== Uso de la información ==
1. Según la cita de Luis González Bruno en el texto sobre el 1º Congreso Argentino de Cultura, ¿qué acciones le aplica a la obra de arte la estrategia general de la cultura? Enuméralas todas.
2. En el texto sobre el 1º Congreso Argentino de Cultura, ¿en qué medio apareció el artículo de Enrique Fogwill que impulsó a Bruno?
3. Prosigue el texto sobre el 1º Congreso Argentino de Cultura a partir de su última oración.

+++ Bloque de texto +++

Hubo en los últimos días algunas voces dedicadas a extraer ciertas conclusiones sobre el 1º Congreso Argentino de Cultura realizado por el Gobierno a fines del mes pasado. Entre ellas está la del músico y director teatral Luis González Bruno. Impulsado por un artículo del escritor Enrique Fogwill en La voz del interior, Bruno se lanza a afirmar que arte y cultura deben transitar, de manera obligada, caminos separados: “Toda obra de arte se opone a la estrategia general de la cultura que consiste en normalizarla, suavizarla, hacerla digerible para el anaquel o la biblioteca”.
Más allá de la simpatía que pueda despertar un planteo por el estilo, es evidente que, a esta altura, resulta difícil compartirlo. El “arte”, le guste a Bruno o no, ha sido cooptado por la cultura –en el sentido que él le da: el mercado cultural– hace ya un largo tiempo. No se trata de ninguna novedad: el propio sistema no puede funcionar de otra manera que convirtiendo al arte en una mercancía como cualquier otra. Siempre podrán existir los márgenes, lo mínimo inaprensible. Pero el verdadero desafío es el de jugar el juego con las armas disponibles. En este sentido, el hecho de que el Gobierno haya organizado un congreso de cultura no es en sí una decisión impugnable. El problema está, una vez más, en el cómo y el para qué. ¿Se podrá poner en tensión, inquietar, problematizar en un congreso de cultura oficial? Por qué no.

+++ Datos proporcionados +++

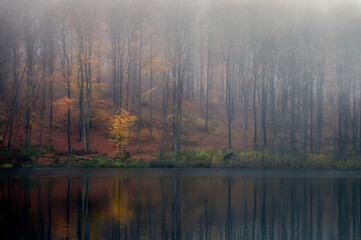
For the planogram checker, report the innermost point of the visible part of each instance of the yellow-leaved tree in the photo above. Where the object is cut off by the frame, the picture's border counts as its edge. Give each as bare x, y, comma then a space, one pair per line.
120, 129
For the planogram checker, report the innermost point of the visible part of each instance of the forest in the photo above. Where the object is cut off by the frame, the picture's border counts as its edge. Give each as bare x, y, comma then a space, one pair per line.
138, 79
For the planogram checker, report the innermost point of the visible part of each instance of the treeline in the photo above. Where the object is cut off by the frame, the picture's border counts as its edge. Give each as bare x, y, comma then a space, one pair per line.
291, 70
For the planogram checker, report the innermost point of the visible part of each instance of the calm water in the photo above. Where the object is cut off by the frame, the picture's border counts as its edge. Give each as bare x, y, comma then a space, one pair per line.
179, 204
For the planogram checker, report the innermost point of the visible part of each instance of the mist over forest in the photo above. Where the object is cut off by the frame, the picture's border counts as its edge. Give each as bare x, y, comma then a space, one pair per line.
142, 79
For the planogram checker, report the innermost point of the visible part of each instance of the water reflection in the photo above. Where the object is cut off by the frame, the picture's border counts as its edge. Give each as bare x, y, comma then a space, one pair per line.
179, 208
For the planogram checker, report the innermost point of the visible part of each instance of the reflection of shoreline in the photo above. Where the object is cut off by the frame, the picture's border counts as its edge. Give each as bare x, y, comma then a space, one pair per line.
206, 207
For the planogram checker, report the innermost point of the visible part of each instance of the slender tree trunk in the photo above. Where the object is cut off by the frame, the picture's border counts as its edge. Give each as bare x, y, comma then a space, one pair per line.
208, 76
139, 88
165, 106
51, 72
255, 110
151, 87
43, 107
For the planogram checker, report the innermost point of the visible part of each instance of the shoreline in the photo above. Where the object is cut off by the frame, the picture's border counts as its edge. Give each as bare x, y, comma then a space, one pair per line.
229, 159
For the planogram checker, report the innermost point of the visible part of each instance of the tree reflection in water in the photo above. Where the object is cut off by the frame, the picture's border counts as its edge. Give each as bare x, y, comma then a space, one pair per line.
179, 208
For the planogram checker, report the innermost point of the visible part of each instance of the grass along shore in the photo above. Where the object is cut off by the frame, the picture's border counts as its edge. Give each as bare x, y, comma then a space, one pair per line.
200, 159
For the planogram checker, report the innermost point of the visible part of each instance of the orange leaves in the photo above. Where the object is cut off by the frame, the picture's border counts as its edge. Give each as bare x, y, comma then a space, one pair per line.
120, 129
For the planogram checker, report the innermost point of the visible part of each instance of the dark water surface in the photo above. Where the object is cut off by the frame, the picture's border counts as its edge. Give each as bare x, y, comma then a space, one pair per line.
179, 204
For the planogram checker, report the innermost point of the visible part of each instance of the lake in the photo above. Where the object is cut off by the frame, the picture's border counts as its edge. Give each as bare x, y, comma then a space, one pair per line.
179, 204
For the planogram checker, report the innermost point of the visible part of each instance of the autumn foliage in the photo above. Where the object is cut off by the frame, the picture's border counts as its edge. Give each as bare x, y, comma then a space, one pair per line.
120, 129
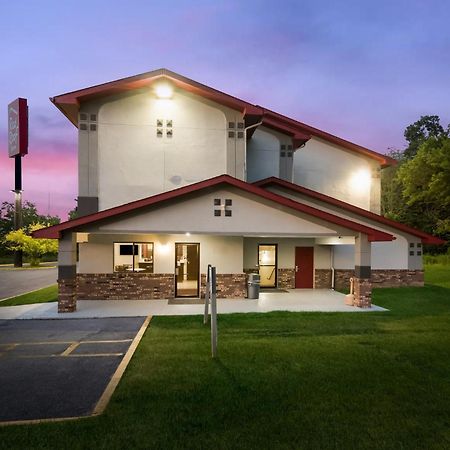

+++

== Tareas resueltas ==
1.
- Normalizarla
- Suavizarla
- Hacerla digerible para el anaquel o la biblioteca

2. En La voz del interior.

3.
Ya lo dijimos: una de las falencias más evidentes del evento fue la ausencia de artistas e intelectuales. Existe otra recomendación, con vistas al próximo congreso del 2008: evitar, como sucedió a partir de la segunda jornada en Mar del Plata, que tienda a transformarse en un mitín partidario (para que, entre otras cosas, homenajes como el dedicado a Leonardo Favio no termine siendo una excusa para proyectar sólo los pasajes de su filmografía en los que brilla la figura de Juan Domingo Perón).
¿Qué debiera asegurar un congreso de cultura? Antes que nada, la discusión. No hubo en Mar del Plata intercambio entre expositores y público, ni debate entre los propios miembros de las mesas. No tendría que pasar inadvertido: pautar una proyección que interese a una buena parte de la sociedad, evitar la endogamia, exceder los márgenes de la burocratización. Sobre todo: exigir propuestas concretas a los disertantes. Muchas de las exposiciones estuvieron por debajo del nivel esperado. No es casualidad que la mesa más interesante haya sido la de “Promoción de la lectura y rol actual de las bibliotecas”, en la que Horacio González reflexionó sobre la mutación del lenguaje y el futuro de las lenguas nacionales, y Mempo Giardinelli invitó a reformular las bibliotecas populares para convertirlas en lugares luminosos y amplios, sin restricciones de horarios, más parecidos a clubes que a púdicos monasterios medievales.
Por el momento queda claro que para el gobierno actual la cultura es más un medio que un fin en sí mismo. ¿Podrá este tipo de foros convertirse alguna vez en algo más que un encuentro para rendir cuentas de gestión y proclamar buenas intenciones? Está por verse. Tal vez dentro de dos años la “a” minúscula omnipresente en carteles y afiches ya no remita –como decodificó con ironía el periodista Emilio Perina– a las llamativas “ausencias” del congreso, y se convierta en una “p” de “presencias”. O, sobre todo, de “pluralismo” y “pensamiento”.